▸ **REQUIRED ACTIONS**:
- a) In the keynote address, starting at "We meet at a" and ending at "rest in peace.", how does the passage read when "matriarch of our nation" replaces "mother of our nation"?
- b) Do these statements agree with the keynote address? Answer yes or no for each, quoting the deciding words. (i) The commemorative dinner was held at Freedom Park, Pretoria. (ii) The speaker says the flags have been dipped in honour of Solomon Mahlangu. (iii) The address was delivered by the President.
- c) On what date was the keynote address delivered, according to its heading?

Keynote Address by Deputy President David Mabuza on the occasion of the Solomon Kalushi Mahlangu Scholarship Fund Commemorative Dinner Freedom Park, Pretoria 5 April 2018
The family of Solomon Kalushi Mahlangu,
Ministers, Deputy Ministers, and Senior Government Officials,
The Leadership of the Solomon Mahlangu Freedom College Trust,
The Leadership of the National Youth Development Agency (NYDA),
Representatives of various youth formations in our midst
Members of the Media,
Distinguished Guests,
Ladies and Gentlemen,
Thank you for inviting me to address you on this special occasion to celebrate the memory and contribution of Solomon Mahlangu to our liberation struggle.
We meet at a time of national mourning, when we have dipped our flags in honour of our struggle icon, Mam’ Nomzamo Winfred Madikizela-Mandela.
What do we say of Mam’ Winnie? She needs no tales to be told, she who speaks for herself, in her own words, with her heroic deeds forever written in the minds of our people.
What do we say of this mother of our nation? Of this phenomenal woman, a God-send, this great gift from our ancestors alike?
We can only say— thank you— our grateful grace that she will finally rest in peace.

▸ **MATERIAL**:

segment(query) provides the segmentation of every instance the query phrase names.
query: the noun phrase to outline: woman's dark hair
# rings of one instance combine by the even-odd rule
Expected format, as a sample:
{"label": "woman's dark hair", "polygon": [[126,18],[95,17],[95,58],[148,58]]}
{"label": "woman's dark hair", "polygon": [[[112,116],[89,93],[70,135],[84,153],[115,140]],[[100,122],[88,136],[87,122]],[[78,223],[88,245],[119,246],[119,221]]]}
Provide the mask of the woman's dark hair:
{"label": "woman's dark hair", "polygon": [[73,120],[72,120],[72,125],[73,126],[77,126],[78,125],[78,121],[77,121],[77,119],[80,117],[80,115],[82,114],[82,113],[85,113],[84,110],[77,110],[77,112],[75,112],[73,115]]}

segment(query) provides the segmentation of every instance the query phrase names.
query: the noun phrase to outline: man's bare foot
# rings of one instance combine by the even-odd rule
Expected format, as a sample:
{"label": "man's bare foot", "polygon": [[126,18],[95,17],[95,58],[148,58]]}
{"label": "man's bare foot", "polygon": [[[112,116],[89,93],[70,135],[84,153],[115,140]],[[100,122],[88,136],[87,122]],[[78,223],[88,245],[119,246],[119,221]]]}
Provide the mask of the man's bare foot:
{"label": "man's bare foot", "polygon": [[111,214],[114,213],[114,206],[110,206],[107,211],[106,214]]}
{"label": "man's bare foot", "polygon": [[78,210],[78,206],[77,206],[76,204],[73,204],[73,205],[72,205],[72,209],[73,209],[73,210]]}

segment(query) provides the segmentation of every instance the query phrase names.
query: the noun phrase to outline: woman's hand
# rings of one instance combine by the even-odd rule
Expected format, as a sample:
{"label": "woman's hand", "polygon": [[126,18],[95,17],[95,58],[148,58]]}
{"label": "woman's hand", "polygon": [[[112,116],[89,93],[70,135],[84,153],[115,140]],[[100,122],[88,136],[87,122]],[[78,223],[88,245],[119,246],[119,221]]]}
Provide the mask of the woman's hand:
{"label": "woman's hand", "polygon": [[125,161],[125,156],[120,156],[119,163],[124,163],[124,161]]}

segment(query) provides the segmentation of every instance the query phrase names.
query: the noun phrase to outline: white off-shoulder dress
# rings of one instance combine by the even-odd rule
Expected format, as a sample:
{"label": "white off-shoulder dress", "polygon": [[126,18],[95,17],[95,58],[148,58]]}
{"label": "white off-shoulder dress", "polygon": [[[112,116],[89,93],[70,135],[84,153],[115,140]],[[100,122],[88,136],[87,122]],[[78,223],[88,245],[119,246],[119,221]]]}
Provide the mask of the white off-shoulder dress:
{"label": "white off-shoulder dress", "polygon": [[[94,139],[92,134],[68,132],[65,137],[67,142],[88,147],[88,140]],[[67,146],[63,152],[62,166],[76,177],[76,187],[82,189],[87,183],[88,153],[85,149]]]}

* * *

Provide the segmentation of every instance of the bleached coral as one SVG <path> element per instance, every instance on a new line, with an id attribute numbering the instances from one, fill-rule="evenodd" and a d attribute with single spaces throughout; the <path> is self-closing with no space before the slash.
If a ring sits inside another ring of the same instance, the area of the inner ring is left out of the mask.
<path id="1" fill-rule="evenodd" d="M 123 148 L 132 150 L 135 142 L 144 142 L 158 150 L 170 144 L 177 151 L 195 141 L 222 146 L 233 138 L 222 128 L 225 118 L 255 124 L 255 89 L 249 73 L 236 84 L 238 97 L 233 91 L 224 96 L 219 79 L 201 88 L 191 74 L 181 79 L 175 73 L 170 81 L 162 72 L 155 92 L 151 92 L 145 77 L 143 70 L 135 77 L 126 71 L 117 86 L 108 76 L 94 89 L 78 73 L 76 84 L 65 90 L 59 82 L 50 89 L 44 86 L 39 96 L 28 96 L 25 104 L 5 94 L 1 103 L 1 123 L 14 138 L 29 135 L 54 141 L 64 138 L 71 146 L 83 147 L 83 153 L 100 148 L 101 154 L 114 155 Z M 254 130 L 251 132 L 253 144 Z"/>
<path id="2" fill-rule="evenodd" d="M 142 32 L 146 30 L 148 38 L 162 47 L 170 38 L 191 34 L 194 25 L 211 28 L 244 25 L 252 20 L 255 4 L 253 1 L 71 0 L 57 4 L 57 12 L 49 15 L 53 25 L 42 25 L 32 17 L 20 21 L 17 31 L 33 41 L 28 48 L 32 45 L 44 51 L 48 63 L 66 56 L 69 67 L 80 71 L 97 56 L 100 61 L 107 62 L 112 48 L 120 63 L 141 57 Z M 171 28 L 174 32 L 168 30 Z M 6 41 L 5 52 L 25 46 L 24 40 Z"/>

▸ **SOLUTIONS**:
- a)
We meet at a time of national mourning, when we have dipped our flags in honour of our struggle icon, Mam’ Nomzamo Winfred Madikizela-Mandela.
What do we say of Mam’ Winnie? She needs no tales to be told, she who speaks for herself, in her own words, with her heroic deeds forever written in the minds of our people.
What do we say of this matriarch of our nation? Of this phenomenal woman, a God-send, this great gift from our ancestors alike?
We can only say— thank you— our grateful grace that she will finally rest in peace.

- b)
(i) Yes: "Freedom Park, Pretoria"
(ii) No: "we have dipped our flags in honour of our struggle icon, Mam’ Nomzamo Winfred Madikizela-Mandela"
(iii) No: "Keynote Address by Deputy President David Mabuza"

- c) 5 April 2018